EXTRACT PROVIDED:
The Family Research Council “has consistently demonstrated the use of anti-LGBTQ rhetoric and dissemination of materials that target LGBTQ people, spread demeaning untruths, and defame LGBTQ people and their supporters,” Rachel Carroll Rivas, SPLC’s interim deputy director of research, Intelligence Project wrote in an email.

Bishop Thomas Lewis Brown Sr. presiding bishop of the Christian Methodist Episcopal Church in Georgia and a founder of Faith Works, a voting rights group representing more than 1,000 Black congregations accused the Family Research Council of wanting to roll back gains made in the last senate and presidential elections.

“It shows we did something right in 2020. There is definitely a battle for the soul of America, but this is all wrapped up in religious language and sentiment,” he said. “This is a battle of over just what kind of America we want to be.”

He pointed out the group’s stand against abortion.

“They want to make sure that women are not free and the most basic right that anyone has is to decide what to do with her own body,” he said.

It’s no coincidence that the summit is being held in Atlanta.

Georgia is an important battleground state with two closely watched races between Democratic Sen. Raphael G. Warnock and Herschel Walker, a Republican backed by former President Trump.

TASKS TO CARRY OUT:
[A] Answer these questions about the excerpt on the Family Research Council summit:
(i) What position does Rachel Carroll Rivas hold?
(ii) How many Black congregations does Faith Works represent?
(iii) In which city is the summit being held?
[B] Copy the excerpt on the Family Research Council summit from "He pointed out" to "held in Atlanta.".
[C] Carry on the news excerpt about the Family Research Council summit in Atlanta from the point where it stops.
The material further down comes from a different, unrelated source.

DATA SUPPLIED:
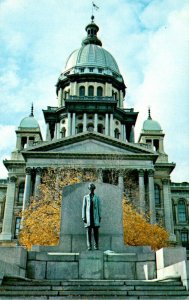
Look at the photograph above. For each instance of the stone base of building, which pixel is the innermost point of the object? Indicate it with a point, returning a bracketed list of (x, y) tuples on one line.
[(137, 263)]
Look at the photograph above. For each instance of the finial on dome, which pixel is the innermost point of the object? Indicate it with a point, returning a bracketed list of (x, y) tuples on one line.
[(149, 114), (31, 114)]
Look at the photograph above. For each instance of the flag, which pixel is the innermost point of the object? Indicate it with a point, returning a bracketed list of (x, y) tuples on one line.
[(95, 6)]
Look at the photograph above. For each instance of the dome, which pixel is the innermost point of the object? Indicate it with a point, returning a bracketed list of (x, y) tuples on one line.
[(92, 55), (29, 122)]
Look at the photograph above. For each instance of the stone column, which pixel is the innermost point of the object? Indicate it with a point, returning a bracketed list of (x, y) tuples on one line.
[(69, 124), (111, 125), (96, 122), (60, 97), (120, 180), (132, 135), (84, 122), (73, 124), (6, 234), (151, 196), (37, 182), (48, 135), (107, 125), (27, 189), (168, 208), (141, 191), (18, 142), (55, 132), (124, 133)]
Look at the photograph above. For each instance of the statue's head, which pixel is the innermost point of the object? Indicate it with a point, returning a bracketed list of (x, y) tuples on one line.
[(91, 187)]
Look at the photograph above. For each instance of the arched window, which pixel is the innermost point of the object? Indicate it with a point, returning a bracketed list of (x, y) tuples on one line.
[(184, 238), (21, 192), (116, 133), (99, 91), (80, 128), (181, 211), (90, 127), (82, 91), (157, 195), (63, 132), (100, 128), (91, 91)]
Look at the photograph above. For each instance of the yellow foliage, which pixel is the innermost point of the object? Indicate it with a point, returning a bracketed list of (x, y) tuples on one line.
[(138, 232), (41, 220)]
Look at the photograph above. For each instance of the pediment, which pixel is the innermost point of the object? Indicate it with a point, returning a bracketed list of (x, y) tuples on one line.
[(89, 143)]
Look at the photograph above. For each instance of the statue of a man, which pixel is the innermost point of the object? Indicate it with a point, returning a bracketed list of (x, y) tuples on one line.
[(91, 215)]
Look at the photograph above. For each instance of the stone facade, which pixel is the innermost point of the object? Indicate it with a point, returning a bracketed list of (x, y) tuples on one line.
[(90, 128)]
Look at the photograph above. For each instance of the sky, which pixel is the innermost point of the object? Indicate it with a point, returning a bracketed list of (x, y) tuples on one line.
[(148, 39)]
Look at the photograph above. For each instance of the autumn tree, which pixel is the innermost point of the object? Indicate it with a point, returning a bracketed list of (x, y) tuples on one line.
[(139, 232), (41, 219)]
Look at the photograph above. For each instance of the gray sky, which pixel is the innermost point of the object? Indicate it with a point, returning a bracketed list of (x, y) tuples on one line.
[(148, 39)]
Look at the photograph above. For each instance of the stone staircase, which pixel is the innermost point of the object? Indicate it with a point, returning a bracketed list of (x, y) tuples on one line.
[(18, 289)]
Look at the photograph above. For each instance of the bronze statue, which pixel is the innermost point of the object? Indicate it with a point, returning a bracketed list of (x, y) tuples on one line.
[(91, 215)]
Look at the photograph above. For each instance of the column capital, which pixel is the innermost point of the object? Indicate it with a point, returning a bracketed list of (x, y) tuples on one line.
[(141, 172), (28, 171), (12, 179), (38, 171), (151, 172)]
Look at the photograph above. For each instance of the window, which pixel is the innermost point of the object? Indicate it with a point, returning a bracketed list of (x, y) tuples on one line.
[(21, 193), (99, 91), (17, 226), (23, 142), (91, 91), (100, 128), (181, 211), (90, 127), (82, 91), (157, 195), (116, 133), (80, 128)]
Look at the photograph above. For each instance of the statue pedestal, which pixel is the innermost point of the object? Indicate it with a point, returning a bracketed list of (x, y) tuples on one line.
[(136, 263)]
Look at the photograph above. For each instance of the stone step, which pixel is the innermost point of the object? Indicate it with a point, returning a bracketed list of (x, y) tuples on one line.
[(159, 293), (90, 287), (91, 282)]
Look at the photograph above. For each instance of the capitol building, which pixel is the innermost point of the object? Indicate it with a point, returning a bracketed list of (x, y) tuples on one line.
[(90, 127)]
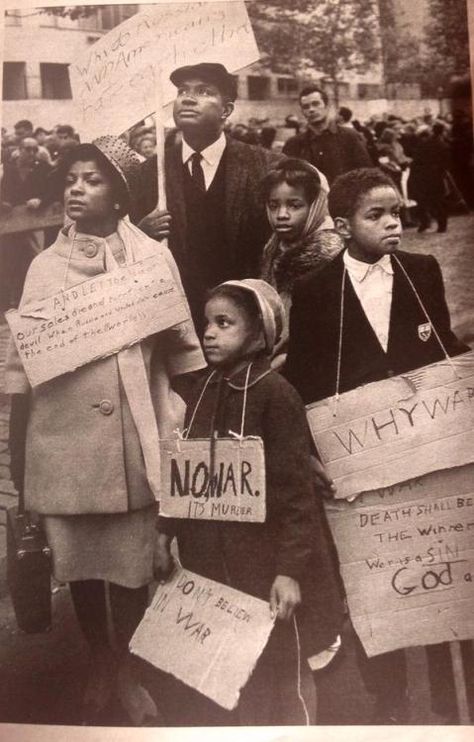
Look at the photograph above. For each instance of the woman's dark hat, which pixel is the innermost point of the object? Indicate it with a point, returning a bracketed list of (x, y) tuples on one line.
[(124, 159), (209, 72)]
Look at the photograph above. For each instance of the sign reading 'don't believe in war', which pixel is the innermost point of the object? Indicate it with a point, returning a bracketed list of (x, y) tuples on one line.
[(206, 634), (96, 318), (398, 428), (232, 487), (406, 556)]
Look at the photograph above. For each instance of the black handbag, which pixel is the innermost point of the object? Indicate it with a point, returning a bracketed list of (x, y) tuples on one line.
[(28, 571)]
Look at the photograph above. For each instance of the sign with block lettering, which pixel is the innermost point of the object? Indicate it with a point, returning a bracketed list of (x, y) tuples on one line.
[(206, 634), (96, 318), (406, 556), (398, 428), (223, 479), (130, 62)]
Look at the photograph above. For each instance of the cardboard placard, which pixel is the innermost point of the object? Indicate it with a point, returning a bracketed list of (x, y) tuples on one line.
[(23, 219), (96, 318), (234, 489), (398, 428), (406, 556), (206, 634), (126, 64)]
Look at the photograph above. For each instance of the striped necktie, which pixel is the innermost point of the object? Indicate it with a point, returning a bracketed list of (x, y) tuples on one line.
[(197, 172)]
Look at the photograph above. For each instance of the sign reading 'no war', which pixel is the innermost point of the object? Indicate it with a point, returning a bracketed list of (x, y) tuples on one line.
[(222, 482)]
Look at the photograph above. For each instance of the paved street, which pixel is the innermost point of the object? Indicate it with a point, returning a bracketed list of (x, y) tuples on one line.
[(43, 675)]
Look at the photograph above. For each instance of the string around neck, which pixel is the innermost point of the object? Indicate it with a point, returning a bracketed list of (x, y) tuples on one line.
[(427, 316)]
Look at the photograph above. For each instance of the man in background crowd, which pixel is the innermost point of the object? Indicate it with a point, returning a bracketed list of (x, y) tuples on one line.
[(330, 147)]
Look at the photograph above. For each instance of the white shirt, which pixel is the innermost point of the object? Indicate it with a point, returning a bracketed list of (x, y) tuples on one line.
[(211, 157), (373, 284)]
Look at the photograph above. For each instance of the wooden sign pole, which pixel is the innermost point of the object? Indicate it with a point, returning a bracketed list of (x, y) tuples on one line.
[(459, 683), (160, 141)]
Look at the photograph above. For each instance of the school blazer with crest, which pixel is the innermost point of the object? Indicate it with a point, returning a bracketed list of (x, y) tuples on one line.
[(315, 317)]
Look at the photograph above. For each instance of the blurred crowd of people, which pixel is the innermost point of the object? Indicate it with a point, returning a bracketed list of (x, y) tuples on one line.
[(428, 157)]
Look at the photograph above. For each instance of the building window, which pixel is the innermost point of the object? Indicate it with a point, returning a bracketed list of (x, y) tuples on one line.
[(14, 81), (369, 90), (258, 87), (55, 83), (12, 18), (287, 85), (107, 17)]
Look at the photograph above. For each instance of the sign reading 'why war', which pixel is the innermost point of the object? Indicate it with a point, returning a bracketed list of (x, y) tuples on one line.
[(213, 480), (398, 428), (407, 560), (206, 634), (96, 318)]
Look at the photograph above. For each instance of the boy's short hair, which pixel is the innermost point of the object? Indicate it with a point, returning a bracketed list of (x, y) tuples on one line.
* * *
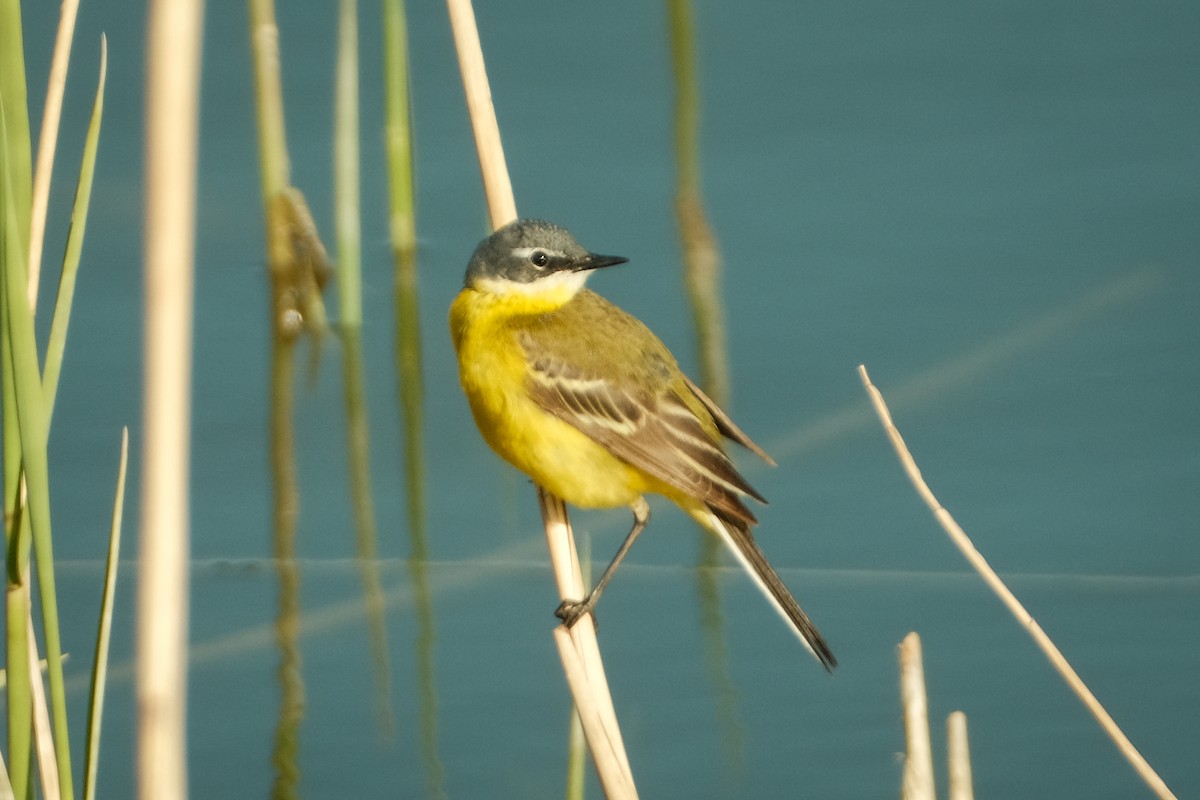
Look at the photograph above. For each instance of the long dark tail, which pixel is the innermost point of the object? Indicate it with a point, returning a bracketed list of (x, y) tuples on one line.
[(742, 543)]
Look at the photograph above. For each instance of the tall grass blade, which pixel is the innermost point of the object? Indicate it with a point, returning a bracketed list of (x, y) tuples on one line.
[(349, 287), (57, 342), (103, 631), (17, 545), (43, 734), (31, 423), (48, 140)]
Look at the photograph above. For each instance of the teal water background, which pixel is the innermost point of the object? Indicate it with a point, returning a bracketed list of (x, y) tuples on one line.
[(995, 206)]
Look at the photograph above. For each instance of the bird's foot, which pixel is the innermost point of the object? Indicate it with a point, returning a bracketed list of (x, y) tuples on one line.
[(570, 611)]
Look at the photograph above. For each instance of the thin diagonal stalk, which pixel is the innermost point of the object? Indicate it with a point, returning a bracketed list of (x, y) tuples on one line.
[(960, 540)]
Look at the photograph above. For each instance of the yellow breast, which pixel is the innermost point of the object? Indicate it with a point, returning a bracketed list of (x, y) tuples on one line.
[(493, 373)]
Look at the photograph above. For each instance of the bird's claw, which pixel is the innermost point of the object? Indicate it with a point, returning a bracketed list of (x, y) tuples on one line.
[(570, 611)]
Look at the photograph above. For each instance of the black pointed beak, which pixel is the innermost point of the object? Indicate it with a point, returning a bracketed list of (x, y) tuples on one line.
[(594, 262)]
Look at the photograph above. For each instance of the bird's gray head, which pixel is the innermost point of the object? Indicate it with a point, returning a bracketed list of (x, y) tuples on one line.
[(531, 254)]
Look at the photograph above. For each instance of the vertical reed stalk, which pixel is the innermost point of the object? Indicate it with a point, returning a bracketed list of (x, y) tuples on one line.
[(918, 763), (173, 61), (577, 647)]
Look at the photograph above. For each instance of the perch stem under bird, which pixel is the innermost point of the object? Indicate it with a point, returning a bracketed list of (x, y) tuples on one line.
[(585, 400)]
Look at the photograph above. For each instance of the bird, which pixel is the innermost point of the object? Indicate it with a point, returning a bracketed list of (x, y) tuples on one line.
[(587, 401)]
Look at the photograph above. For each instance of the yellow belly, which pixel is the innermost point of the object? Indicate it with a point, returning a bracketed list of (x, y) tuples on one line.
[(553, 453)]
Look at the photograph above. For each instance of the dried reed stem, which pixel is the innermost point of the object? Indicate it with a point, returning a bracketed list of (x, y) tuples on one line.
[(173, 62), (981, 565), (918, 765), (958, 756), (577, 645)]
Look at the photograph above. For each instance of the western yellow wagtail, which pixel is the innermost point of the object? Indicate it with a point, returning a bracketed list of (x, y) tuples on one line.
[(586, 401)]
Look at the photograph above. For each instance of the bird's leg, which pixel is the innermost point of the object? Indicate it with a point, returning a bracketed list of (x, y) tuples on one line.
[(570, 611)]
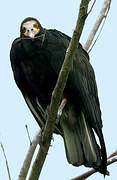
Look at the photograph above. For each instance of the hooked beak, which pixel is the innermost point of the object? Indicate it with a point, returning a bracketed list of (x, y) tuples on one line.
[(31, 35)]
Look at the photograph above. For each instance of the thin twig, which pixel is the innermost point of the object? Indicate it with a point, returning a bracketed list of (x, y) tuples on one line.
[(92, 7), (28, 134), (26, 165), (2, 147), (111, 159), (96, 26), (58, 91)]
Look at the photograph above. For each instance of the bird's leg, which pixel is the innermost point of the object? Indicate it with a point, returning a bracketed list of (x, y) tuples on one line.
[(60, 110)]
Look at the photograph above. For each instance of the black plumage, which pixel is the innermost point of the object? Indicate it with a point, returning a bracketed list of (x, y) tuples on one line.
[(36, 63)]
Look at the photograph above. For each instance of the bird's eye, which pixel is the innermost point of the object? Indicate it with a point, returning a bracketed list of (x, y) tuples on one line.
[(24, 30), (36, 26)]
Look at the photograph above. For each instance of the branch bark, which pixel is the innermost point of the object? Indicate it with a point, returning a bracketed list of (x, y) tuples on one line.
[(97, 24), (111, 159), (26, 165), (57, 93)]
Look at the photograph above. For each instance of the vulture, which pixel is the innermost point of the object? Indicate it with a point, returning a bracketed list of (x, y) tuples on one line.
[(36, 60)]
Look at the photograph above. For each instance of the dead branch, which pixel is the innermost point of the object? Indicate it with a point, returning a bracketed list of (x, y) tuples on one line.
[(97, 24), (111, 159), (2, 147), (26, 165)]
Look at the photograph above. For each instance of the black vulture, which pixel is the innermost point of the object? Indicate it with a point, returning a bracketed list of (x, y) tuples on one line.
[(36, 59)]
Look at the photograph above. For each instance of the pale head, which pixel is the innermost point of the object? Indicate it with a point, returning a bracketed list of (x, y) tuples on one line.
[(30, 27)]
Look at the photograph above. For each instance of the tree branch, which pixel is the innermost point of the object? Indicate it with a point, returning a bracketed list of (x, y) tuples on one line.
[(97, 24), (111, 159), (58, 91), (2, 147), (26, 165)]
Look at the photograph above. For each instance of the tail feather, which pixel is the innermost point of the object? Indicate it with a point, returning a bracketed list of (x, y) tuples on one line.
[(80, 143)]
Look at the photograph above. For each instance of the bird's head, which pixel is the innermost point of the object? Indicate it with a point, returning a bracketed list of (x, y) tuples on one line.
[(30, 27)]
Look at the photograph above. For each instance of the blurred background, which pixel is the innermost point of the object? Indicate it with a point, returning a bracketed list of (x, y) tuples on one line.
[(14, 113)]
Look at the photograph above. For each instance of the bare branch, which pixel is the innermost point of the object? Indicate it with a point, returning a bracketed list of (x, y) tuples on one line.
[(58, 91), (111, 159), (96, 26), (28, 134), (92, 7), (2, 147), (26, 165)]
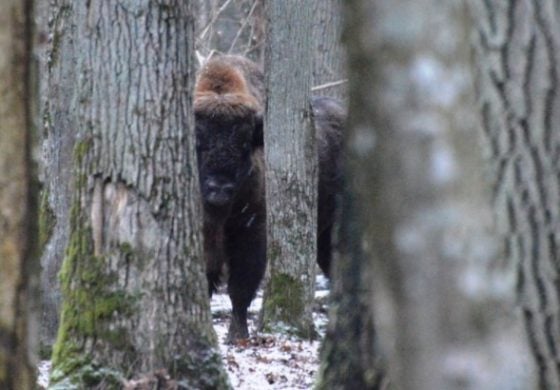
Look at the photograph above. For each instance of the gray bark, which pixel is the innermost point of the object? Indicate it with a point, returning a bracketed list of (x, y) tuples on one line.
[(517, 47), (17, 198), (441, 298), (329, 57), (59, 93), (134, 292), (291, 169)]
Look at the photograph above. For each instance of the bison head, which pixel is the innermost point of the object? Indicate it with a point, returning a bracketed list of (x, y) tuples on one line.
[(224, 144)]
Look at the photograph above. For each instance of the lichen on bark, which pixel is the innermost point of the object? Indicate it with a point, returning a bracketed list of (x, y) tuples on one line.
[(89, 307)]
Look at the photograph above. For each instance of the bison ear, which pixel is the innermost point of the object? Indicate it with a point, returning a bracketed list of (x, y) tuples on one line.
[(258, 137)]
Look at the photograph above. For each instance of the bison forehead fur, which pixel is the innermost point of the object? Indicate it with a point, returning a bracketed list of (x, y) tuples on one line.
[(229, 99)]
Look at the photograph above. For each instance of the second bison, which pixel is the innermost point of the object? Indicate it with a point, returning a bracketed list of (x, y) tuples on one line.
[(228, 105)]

ANSWERS FOR THE TASKS:
[A]
(i) SPLC's interim deputy director of research, Intelligence Project
(ii) More than 1,000
(iii) Atlanta

[B]
He pointed out the group’s stand against abortion.

“They want to make sure that women are not free and the most basic right that anyone has is to decide what to do with her own body,” he said.

It’s no coincidence that the summit is being held in Atlanta.

[C]
Warnock’s win in 2020 helped turn Georgia, a reliably red state to blue as Joe Biden won the state and the White House.

The state’s gubernatorial seat is also at stake in a contest between incumbent Republican Gov. Brian Kemp, the former secretary of state, and Stacey Abrams, who ran a close race in 2018.

FRC has come under scrutiny by House Democrats, who recently asked the IRS to review the tax-exempt status of the group, arguing that it may be using that designation to avoid financial scrutiny, according to a recent article in The Washington Post.

Democrats opposing the IRS designation, say the group’s tax status “strains credulity” because the group operates primarily as “a political advocacy organization,” according to the Post article.

In opinion piece in the Aug. 18 issue of Washington Times, a conservative daily newspaper, Tony Perkins, president of the FRC, described the group as a religious organization “with a published statement of faith that works with thousands of churches across the nation. So, we sought and obtained the classification as an association of churches...

“…This designation is not a legal dodge. We have relationships and partnerships with more than 40,000 churches of many denominations and traditions nationwide.”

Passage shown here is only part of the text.